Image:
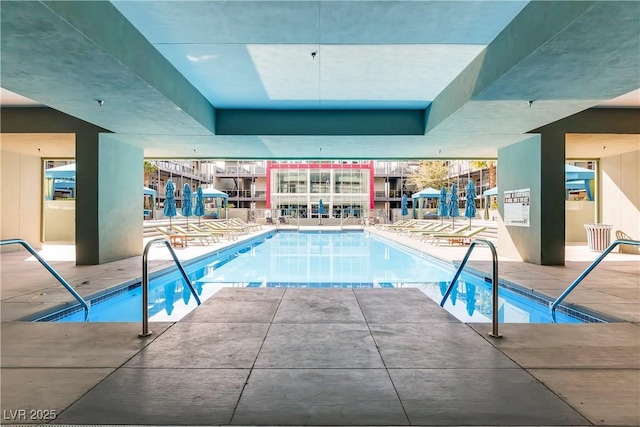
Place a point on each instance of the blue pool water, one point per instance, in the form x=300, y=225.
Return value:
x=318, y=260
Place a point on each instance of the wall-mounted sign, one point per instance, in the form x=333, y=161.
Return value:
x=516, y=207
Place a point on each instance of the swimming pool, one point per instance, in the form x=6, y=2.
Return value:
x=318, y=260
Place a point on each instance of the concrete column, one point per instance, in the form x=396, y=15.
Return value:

•••

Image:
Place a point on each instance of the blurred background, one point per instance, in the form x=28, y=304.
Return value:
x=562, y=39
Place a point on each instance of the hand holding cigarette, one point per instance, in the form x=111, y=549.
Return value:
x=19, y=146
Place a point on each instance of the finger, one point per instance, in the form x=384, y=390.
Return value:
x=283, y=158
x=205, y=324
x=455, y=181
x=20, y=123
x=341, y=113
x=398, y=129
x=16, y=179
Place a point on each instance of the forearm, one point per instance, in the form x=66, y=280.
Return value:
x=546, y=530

•••

-- Exercise --
Return the lines of the listing above exactly, starting at the line that contains "Place a point on each instance of the finger, one" and ending at the line that contains "x=16, y=179".

-- Response below --
Place a point on each instance of the finger, one point per instance, in the form x=384, y=390.
Return value:
x=283, y=158
x=205, y=324
x=455, y=181
x=20, y=123
x=341, y=113
x=398, y=129
x=16, y=179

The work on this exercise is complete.